Part of a data file
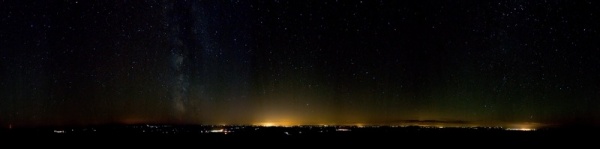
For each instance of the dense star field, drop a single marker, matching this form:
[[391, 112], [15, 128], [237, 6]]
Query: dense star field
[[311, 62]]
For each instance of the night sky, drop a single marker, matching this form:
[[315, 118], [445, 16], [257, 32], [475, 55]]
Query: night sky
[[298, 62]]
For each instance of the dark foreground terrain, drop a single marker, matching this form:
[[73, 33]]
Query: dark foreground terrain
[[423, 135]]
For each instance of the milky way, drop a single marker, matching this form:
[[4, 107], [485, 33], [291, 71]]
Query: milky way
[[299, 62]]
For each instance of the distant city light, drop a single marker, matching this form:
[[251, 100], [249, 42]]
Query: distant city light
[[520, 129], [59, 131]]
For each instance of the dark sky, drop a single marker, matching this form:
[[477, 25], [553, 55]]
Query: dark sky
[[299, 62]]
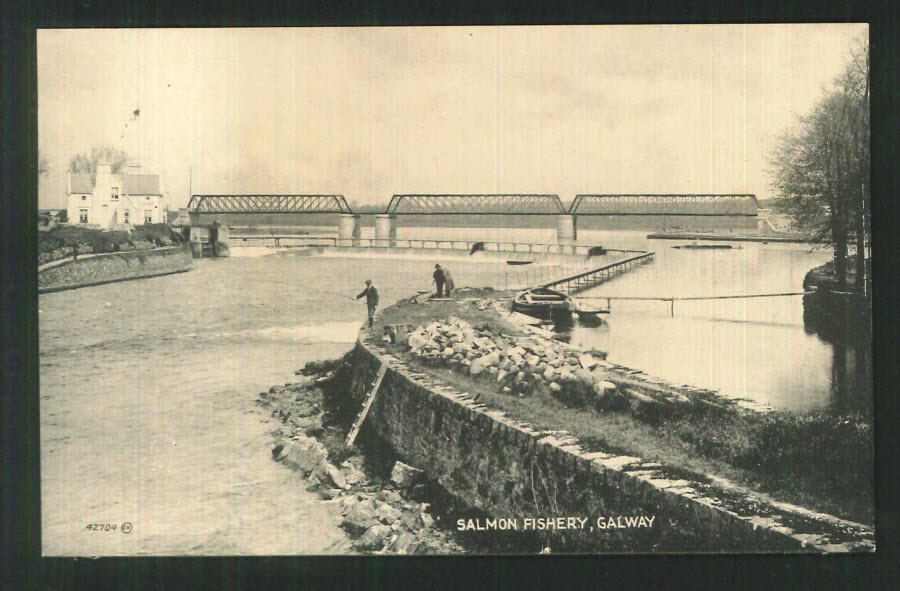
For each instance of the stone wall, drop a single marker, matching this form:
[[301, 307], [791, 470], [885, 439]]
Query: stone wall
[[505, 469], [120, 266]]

--

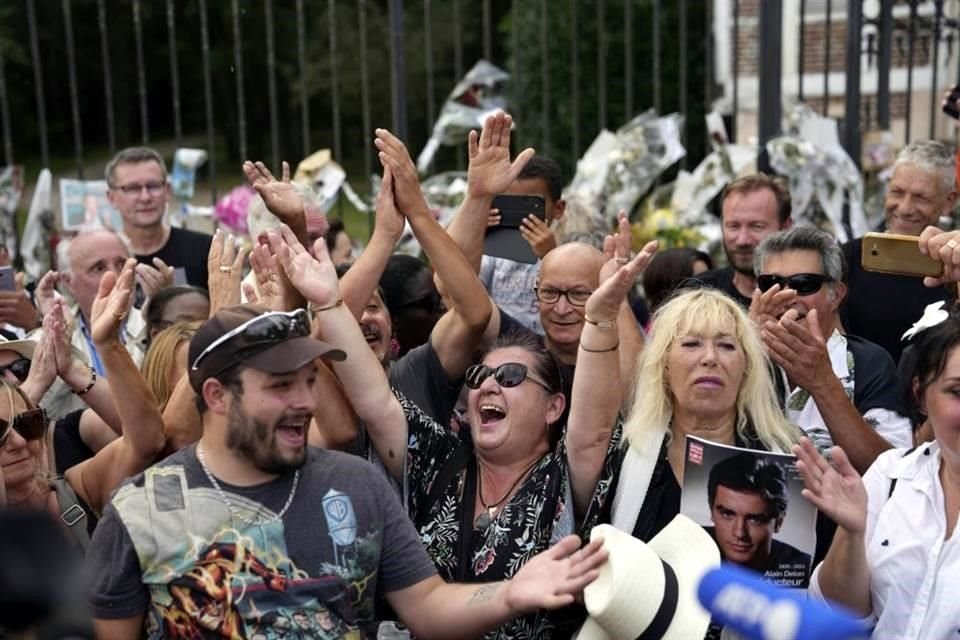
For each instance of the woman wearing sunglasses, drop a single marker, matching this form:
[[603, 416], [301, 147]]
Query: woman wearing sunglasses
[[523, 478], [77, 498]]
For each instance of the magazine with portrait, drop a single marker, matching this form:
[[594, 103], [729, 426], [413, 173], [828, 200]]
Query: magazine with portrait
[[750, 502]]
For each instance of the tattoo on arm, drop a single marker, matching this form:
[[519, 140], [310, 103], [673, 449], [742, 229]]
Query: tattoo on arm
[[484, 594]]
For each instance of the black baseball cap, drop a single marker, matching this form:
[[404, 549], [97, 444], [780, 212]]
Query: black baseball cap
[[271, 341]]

Set problem — Select each line in the rows above that contains the word "this" and copy those lines out in full.

Response —
For each instance of the dense star field, drop a single marker, matching this form:
For each instance of the night sky, drop a single marker, matching this form:
For each instance of the dark foreground terrain, drop a single marker, matching this form:
For each instance of the milky way, drop a single marker, matching this form:
For each instance of the distant city light, drop a single marker, matching this form:
For each instance of the dark sky, drop a single marker, matching this form:
For each instance of the stone wall, drop a single marker, matching this form:
For each instance of the woman wearing sunglasses, drop a single marker, matching this form:
For each instance of the magazine with portrait, drop a single marker, matching this form:
For each instance of the tattoo on arm, drop a single marker, matching this form:
For each instance of the black baseball cap, drop a single marker, matching this form:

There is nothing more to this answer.